GOAL: Reproduce all of the entries below, character for character.

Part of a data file

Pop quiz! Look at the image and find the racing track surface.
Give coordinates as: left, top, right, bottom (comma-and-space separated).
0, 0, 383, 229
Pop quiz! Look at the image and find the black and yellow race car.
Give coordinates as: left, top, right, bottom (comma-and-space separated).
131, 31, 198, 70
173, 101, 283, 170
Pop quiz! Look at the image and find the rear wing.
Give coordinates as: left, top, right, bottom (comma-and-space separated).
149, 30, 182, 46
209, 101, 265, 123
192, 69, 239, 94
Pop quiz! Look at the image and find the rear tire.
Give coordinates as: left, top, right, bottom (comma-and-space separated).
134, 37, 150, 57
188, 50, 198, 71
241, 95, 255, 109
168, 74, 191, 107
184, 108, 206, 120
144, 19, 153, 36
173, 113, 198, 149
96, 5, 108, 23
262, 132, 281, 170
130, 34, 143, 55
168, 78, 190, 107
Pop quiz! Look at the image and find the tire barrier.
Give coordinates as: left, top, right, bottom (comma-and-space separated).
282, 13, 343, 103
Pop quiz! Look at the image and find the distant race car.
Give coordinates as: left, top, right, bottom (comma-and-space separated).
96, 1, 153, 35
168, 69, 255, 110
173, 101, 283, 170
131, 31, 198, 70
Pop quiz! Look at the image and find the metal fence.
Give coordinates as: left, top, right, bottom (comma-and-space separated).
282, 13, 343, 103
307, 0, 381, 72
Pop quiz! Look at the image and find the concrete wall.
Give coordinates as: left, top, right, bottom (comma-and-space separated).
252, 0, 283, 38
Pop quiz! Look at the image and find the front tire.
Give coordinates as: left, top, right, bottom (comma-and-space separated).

REPLY TO THE TASK:
Pop quiz! Look at the image and find the racing track surface.
Give coordinates as: left, top, right, bottom (comma-and-space separated).
0, 0, 383, 229
Pop quiz! Look at the image and find the black and yellow race car.
Give coordinates as: left, top, right, bottom (comma-and-space separated).
131, 31, 198, 70
173, 101, 283, 170
Pop quiz! Look at the image and find the rear wing.
Give coordinates as: left, top, right, bottom (comma-and-space separated).
149, 30, 182, 46
209, 101, 265, 123
192, 69, 239, 94
Pop quiz! Look at the image and find the rear tire.
Give coordinates as: left, top, right, bottom (comma-and-space separated).
134, 37, 150, 57
188, 50, 198, 71
241, 95, 255, 109
168, 74, 191, 107
184, 108, 206, 120
144, 19, 153, 36
173, 113, 198, 149
96, 5, 108, 23
262, 132, 281, 170
130, 34, 143, 55
168, 78, 190, 107
Pop quiz! Look at the image and find the tire barrier.
Give coordinates as: left, top, right, bottom (comma-and-space separated).
282, 13, 343, 103
Pop quiz! Look at the image and find the distant race car.
Give coordinates as: left, top, right, bottom (comma-and-space separated).
96, 1, 153, 35
168, 69, 255, 110
173, 101, 283, 170
131, 31, 198, 70
Pop quiz! Look at the image and find the metal fence.
Give coordinates as: left, top, right, bottom (comma-and-space separated).
282, 13, 343, 103
307, 0, 381, 72
Pop quiz! Look at the image and find the concrete wall.
Give coordinates as: left, top, right, bottom (comma-and-space separated).
252, 0, 283, 38
Pop quiz! Look at the image and find the front tire.
Give coordinates as: left, top, right, bottom (comma-and-space separated).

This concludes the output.